▶ TASK INSTRUCTIONS
**A.** In the listing, from the line with "Can you find the cat's body" through the end of the listing, please swap "marker" for "point" and give those lines back with nothing else altered.
**B.** Continue the piece about teenage musical identity from where it stops.

▶ TEXT PROVIDED
## BEGIN

James Kennedy writes in and about the West Midlands, and incredibly well to boot - he blogs at http://jameskennedycentral.wordpress.com/ and you can find him on Twitter at @jameskcentral

Along with his Britpop reflections on Blur's Parklife and The Great Escape, he's contributed this alternative look at his musical education in the form of his exposure to the marvelous Gorky's Zygotic Mynci.

It’s fair to say my listening habits were pretty broad by the time I was 16. This also heightened my sense of identity, important for a callow teenager, a mix of hormones and unrequited love. 

In my mind, there was a romantic sense of being German. This was due to a dabbling, since my younger days, in the music from that part of the world, such as Kraftwerk and Tangerine Dream albums listened to from my Dad’s record collection. Not to mention a fancying for the school’s German assistant, and also a fascination with the rather intriguing German language channels on cable TV, particularly their late night programming at a weekend. 

I’d now got my own vinyl copies of ‘Autobahn’ and ‘Radio-Activity’, and had expanded my mind to Faust’s ‘The Faust Tapes’ and some Amon Duul 2 taped off the radio. In the eternal quest for teenage identity and self-image, I was German.

## END

▶ DATASET RECORDS
## BEGIN

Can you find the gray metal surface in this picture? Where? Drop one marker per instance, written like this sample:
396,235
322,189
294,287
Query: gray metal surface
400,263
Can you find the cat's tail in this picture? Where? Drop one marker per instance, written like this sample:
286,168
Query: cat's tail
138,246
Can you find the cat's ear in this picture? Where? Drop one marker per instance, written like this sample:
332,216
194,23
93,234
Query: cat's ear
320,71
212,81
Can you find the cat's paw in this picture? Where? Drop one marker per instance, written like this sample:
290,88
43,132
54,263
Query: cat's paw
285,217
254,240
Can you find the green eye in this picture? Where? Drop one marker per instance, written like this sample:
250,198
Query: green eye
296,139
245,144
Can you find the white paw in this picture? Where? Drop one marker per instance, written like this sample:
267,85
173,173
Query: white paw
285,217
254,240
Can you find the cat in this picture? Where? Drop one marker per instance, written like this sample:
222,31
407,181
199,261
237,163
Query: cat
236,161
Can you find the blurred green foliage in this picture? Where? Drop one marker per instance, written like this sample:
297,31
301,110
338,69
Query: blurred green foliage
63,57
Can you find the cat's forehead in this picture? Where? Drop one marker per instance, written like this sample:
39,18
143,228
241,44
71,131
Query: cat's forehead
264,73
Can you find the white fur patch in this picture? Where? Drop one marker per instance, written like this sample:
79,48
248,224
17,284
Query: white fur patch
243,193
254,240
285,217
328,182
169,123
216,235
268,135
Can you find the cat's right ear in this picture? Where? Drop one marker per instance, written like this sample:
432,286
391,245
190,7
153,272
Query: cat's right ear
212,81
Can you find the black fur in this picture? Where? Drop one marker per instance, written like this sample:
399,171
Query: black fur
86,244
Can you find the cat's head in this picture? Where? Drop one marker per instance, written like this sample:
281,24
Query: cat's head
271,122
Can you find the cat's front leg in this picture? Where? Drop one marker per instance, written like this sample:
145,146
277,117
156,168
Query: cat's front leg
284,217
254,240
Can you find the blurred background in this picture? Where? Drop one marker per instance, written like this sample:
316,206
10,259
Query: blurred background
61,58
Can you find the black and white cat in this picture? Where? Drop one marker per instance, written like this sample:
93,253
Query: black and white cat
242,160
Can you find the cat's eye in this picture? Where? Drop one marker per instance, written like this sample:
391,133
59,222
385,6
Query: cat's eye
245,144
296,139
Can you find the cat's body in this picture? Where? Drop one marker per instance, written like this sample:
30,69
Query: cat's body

## END

▶ EXPECTED OUTPUTS
**A.**
Can you find the cat's body in this picture? Where? Drop one point per instance, written like this sample:
30,69
Query: cat's body

**B.**
I hadn’t been aware of Gorky’s Zygotic Mynci until I read a review of one of their shows in the NME or Melody Maker. “Gorky’s,” it said “are the Welsh Ween.” Now that’s really all I needed; Ween, with their puerile lyrics and childish abrasive noises will be forever indebted as the band who got me through puberty. They had their own God (Boognish) and seemingly lived off glue and strong weed and alcohol and taped the results. 

And Welshness carried for this callow English boy, a sense of freedom, with two fingers to the English way, a world of tradition merged with psychedelic sensibility, hills, valleys and sheep. A mixture of the two in the interestingly named Gorky’s Zygotic Mynci? This I had to investigate.

So off to Tempest I went, and scouted the 7” racks, which, as always, were crammed full of fascinating sleeves in plastic wallets, boasting intriguing names that even Peel would have thought too esoteric. In ‘G’ was the charmingly named “If Fingers Were Xylophones/Moon Beats Yellow” single, with a brilliantly drawn cover showing a monocled yellow moon beating a xylophone made of fingers (of course). I bought it and took it home. 


Interesting! Flutes and starry keyboards mixed with stunning horns. A good friend of mine noticed my interest in this band, and said he’d give me his cassette copy of an album of theirs he had. This was ‘Tatay’, which had been released in 1994 on the Ankst label. Again, a superb cover, a psychedelic sun bursting blue and yellow rays over a small piece of land which held a band – in front, an eyeless  brown skinned giant stood, facing the distance behind the viewer, the blue and yellow rays where his eyes should be.


This new, potentially mind-bending experience accompanied me not to a dusty cottage with friends armed with handfuls of mushrooms, or an altering experience in woodlands waiting for the LSD to kick in, but to a Walkman whilst in my room on holiday with my mum and dad. I can’t remember where we were – possibly the Lake District. They had gone for a nap and I was in my room, and I thought I’d give the tape a spin.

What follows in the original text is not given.